# START OF Passage provided
Conceptual model of feedbacks between climate, land use, forests and policies and their expected impacts on fire emissions. The system is divided in two large components: the political sphere (purple box) and the complex environmental system. In the political sphere, the mechanisms for fire emission reduction are divided into three levels of organization from global to local. The complex environmental system is divided in three components: climate (blue box), forests (green box) and land use (light brown box). Positive and negative feedbacks among the components are identified by red and blue arrows, respectively. The resulting effects of these feedbacks are described by coloured diamonds for the expected probability of fire occurrence and circles for the potential fire impact on C emissions. Numbers are displayed to assist with the description of the processes depicted in the main text

While extensive advances were made to report emissions from direct land cover conversion26, 44, 45, such as those from deforestation, efforts still must be made to incorporate into estimates, CO2 losses associated with fires unrelated to the deforestation process, as proposed by the Intergovernmental Panel on Climate Change (IPCC) guidelines for National Greenhouse Gas Inventories46. Explicitly accounting for drought-induced forest fire emissions as an additional component of C emissions from deforestation is critical for accurately quantifying the overall Amazonian net C budget.
# END OF Passage provided
# Work to complete
1: Transcribe the stretch of the fire emissions passage from "While extensive advances" through "net C budget." word for word.
2: Answer these using the fire emissions passage:
(a) What color box stands for climate in the model?
(b) What do the red arrows mark?
(c) Whose guidelines for National Greenhouse Gas Inventories are mentioned?
The items that come next are separate material, apart from the fire emissions passage.
# START OF Excerpted records
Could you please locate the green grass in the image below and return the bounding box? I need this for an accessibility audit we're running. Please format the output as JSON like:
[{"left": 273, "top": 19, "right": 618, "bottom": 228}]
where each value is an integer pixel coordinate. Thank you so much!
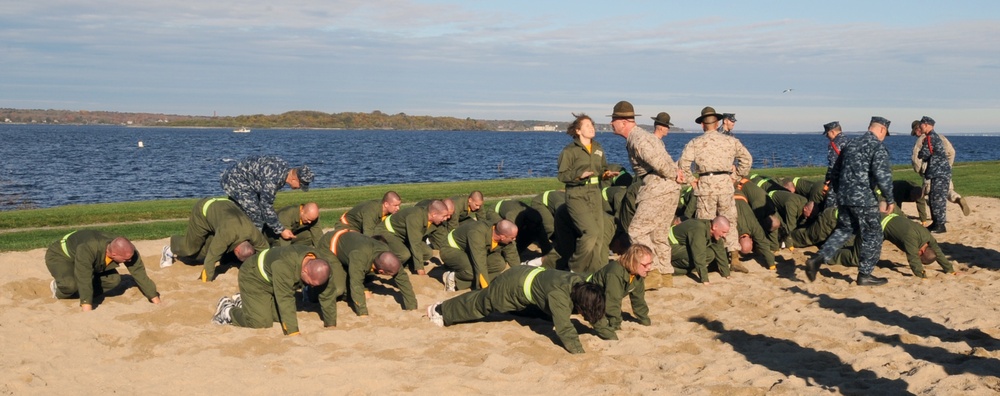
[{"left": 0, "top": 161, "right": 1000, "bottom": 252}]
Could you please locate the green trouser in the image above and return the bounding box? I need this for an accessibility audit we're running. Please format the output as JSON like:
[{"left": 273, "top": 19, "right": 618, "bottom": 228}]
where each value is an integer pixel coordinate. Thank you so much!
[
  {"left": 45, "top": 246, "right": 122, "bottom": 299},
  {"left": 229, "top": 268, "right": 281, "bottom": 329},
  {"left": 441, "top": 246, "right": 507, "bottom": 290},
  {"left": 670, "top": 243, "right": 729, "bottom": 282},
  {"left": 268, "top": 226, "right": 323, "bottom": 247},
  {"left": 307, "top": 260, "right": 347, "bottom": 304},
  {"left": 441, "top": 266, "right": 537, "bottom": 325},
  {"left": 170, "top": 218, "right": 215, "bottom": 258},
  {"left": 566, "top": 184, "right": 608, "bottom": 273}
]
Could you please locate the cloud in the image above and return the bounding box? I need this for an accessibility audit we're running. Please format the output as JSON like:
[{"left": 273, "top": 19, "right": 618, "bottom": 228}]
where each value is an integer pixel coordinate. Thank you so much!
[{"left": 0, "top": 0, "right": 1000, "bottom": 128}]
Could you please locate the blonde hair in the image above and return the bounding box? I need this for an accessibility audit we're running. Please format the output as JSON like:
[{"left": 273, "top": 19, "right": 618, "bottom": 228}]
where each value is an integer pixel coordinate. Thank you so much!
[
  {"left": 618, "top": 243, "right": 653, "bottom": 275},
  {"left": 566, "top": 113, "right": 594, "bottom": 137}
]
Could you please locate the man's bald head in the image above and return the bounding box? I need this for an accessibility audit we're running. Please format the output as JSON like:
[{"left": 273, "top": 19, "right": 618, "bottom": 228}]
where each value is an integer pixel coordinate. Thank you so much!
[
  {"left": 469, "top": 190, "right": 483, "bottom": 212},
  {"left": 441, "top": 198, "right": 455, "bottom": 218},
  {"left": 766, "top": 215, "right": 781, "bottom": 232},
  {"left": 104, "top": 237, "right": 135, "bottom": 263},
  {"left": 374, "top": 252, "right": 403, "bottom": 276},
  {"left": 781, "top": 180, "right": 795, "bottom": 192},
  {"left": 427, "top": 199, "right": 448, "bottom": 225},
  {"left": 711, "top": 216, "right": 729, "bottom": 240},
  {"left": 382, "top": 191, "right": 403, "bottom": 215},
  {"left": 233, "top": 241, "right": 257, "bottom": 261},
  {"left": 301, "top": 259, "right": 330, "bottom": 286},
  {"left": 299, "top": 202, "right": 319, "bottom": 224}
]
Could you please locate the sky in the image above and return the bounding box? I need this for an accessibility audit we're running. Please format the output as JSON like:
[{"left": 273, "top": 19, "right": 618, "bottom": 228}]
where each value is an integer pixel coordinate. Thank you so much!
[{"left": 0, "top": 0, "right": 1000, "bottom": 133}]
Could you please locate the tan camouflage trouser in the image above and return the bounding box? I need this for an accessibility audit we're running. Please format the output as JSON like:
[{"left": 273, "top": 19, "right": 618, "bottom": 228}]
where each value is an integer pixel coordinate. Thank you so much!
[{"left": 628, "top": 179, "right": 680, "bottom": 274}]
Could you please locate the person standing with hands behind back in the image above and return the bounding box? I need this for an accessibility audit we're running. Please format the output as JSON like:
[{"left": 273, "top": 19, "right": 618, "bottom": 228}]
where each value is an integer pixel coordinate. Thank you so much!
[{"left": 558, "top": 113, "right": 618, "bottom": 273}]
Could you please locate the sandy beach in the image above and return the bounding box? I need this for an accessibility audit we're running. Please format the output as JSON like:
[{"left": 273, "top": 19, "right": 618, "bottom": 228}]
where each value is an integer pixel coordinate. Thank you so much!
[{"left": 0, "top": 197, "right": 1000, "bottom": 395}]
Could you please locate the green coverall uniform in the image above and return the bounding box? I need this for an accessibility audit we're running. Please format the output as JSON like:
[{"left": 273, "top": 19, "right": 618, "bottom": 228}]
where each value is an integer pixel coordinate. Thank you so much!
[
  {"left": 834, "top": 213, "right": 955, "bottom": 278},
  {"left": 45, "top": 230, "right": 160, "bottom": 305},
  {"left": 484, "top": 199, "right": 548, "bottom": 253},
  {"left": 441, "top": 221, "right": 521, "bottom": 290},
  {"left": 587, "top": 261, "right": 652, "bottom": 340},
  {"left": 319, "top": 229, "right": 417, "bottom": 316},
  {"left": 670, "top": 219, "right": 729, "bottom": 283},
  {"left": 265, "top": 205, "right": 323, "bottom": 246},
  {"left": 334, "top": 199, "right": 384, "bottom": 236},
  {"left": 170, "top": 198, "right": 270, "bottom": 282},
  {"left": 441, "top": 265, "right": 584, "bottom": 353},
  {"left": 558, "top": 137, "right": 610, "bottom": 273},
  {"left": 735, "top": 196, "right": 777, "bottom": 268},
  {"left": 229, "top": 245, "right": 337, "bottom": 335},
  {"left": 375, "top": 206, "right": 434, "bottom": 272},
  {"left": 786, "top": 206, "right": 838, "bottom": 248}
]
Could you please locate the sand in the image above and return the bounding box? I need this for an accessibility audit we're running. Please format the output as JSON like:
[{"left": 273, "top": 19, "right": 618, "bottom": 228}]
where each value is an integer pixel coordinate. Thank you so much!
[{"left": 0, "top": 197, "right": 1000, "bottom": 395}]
# END OF Excerpted records
# START OF Excerpted records
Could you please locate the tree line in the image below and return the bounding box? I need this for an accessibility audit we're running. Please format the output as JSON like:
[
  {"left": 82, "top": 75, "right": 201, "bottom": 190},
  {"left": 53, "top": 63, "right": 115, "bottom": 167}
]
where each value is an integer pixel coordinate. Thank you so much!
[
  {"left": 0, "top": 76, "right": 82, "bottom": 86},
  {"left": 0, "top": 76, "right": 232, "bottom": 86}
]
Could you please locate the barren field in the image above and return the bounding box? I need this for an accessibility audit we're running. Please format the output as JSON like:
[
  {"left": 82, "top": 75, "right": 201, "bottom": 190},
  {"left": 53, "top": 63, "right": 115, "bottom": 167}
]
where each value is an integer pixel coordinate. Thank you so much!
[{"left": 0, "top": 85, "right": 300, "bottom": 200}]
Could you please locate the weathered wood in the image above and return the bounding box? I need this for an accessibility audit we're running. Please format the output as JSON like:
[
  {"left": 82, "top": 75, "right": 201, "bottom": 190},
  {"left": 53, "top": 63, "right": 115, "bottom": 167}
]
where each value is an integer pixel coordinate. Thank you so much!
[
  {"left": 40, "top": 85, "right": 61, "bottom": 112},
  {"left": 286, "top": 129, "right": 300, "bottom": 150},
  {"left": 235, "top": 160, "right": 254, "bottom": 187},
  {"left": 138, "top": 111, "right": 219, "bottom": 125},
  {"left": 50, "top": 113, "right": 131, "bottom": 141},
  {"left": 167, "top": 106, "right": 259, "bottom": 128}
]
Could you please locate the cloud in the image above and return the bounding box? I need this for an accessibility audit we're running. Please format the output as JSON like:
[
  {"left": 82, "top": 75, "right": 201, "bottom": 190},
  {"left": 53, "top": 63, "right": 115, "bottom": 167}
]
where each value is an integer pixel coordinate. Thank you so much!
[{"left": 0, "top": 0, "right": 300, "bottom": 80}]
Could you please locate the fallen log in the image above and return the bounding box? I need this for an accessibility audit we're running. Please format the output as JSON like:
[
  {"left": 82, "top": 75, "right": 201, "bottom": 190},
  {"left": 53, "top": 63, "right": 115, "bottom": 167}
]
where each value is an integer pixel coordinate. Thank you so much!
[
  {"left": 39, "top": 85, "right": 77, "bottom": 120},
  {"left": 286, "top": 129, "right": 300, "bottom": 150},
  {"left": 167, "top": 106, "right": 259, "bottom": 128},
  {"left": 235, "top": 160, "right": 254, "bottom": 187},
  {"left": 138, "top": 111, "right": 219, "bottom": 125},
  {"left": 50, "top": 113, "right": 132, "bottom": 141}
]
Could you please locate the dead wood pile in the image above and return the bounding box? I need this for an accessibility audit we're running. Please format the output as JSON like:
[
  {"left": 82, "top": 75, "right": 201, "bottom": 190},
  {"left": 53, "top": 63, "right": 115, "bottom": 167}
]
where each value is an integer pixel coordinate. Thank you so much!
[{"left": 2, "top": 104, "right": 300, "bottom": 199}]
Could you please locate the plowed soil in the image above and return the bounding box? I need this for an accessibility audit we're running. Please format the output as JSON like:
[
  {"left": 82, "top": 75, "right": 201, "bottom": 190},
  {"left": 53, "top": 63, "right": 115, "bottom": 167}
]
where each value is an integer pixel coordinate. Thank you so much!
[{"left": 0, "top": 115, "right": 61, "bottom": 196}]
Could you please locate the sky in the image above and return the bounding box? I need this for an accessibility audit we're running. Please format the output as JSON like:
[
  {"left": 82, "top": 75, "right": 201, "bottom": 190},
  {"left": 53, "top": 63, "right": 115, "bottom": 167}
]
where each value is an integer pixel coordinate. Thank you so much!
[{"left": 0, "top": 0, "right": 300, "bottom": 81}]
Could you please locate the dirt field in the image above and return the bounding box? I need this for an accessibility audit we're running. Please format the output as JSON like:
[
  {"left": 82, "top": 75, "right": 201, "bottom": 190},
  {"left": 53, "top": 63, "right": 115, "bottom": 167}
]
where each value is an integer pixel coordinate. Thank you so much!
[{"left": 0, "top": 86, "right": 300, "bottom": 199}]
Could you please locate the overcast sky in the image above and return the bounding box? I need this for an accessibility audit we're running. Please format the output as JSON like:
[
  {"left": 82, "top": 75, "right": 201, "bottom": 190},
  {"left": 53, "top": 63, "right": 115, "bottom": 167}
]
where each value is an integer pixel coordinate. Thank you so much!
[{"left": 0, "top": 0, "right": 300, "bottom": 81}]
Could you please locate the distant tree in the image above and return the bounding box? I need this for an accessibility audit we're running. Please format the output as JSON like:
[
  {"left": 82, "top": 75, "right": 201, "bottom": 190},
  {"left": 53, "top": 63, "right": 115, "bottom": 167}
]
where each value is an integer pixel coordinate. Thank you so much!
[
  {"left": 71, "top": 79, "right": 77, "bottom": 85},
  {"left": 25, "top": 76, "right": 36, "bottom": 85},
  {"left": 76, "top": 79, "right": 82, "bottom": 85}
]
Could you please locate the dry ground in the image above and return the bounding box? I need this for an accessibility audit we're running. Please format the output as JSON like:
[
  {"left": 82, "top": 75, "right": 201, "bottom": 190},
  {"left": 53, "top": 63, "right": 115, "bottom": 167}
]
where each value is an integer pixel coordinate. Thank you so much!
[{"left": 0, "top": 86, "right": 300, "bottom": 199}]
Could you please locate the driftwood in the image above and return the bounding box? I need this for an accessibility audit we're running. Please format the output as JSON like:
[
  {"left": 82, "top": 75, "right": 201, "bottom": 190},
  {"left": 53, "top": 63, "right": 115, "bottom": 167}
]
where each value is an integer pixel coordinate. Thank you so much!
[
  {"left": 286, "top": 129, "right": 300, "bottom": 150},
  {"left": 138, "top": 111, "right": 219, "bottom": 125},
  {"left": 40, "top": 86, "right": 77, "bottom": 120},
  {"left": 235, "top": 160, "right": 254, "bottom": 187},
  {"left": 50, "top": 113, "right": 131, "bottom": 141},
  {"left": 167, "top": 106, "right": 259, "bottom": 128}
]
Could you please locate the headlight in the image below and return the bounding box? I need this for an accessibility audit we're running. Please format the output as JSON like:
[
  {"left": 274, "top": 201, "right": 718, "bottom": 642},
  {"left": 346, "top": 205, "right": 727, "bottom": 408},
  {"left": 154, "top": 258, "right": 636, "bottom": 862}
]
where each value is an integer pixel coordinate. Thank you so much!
# END OF Excerpted records
# Answer set
1:
While extensive advances were made to report emissions from direct land cover conversion26, 44, 45, such as those from deforestation, efforts still must be made to incorporate into estimates, CO2 losses associated with fires unrelated to the deforestation process, as proposed by the Intergovernmental Panel on Climate Change (IPCC) guidelines for National Greenhouse Gas Inventories46. Explicitly accounting for drought-induced forest fire emissions as an additional component of C emissions from deforestation is critical for accurately quantifying the overall Amazonian net C budget.

2:
(a) Blue
(b) Positive feedbacks among the components
(c) The Intergovernmental Panel on Climate Change (IPCC)